**The request:** Can you recast every line of the records below as a numbered list, leaving out any blank lines?

(Point labeling examples)
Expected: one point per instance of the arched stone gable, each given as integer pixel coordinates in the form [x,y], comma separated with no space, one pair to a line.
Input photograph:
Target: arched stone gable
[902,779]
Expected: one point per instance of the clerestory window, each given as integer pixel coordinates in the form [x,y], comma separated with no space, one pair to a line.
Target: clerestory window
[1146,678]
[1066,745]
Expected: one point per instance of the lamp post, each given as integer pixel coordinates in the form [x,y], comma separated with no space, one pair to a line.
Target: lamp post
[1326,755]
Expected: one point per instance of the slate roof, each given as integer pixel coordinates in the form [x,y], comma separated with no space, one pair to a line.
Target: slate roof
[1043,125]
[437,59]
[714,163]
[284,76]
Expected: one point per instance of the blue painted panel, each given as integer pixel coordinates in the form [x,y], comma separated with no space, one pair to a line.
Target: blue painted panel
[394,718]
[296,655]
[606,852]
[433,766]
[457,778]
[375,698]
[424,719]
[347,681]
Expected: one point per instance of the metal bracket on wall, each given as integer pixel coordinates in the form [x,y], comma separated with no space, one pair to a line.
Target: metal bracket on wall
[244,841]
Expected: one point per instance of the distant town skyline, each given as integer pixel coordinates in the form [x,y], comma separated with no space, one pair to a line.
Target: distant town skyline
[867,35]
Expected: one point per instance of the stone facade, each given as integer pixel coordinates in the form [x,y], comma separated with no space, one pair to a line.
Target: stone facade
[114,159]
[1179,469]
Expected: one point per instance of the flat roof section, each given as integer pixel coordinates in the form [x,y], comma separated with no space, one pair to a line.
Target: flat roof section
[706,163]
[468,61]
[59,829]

**Final result:**
1. Expected: one point per instance of the arched stone gable, each given as integer pixel coordinates in the form [x,y], comma separated with no space, one pair to a line.
2. Input photograph:
3. Target: arched stone gable
4. [902,779]
5. Expected: one point per instance of the clerestory window, each given as integer pixel coordinates in the form [x,y], comma separated with no space, one pair to a line.
6. Target: clerestory window
7. [1146,678]
8. [1066,745]
9. Expected: one point per instance of the lamp post, each given as integer pixel coordinates in the form [x,y], comma separated with no space, one pair to a line.
10. Target: lamp post
11. [1326,755]
12. Expected: one point per instance of the slate roof, each given as integer pixel coordinates in the form [x,y], comma separated with no space, one pair to a line.
13. Target: slate roof
14. [1043,125]
15. [437,59]
16. [714,163]
17. [284,76]
18. Expected: one point per instance of the blue painted panel, each given as integer pixel coordinates in the form [x,y], comma separated with no space, one pair to a line.
19. Target: blue painted panel
20. [394,718]
21. [296,655]
22. [606,852]
23. [433,766]
24. [457,778]
25. [375,698]
26. [424,719]
27. [347,681]
28. Expected: one point per instance of the metal bracket on wall, each given as integer pixel coordinates in the form [x,y], comma separated with no space, one pair to a line.
29. Target: metal bracket on wall
30. [244,841]
31. Expected: one point per instance of the distant town skyline, each given as integer pixel coordinates in the form [x,y], comma separated with no space, one pair to a line.
32. Target: distant town skyline
33. [867,35]
34. Expected: one point per instance of the stone facade, each given as integer pixel coordinates in the form [x,y], comma separated with no space, one pair to a line.
35. Target: stone facade
36. [114,159]
37. [1179,469]
38. Expected: one point per instance of the flat roof section, each given as integer pixel coordinates in the form [x,y], comma separated with no space, one pair to a line.
39. Target: flat roof section
40. [706,163]
41. [468,61]
42. [59,829]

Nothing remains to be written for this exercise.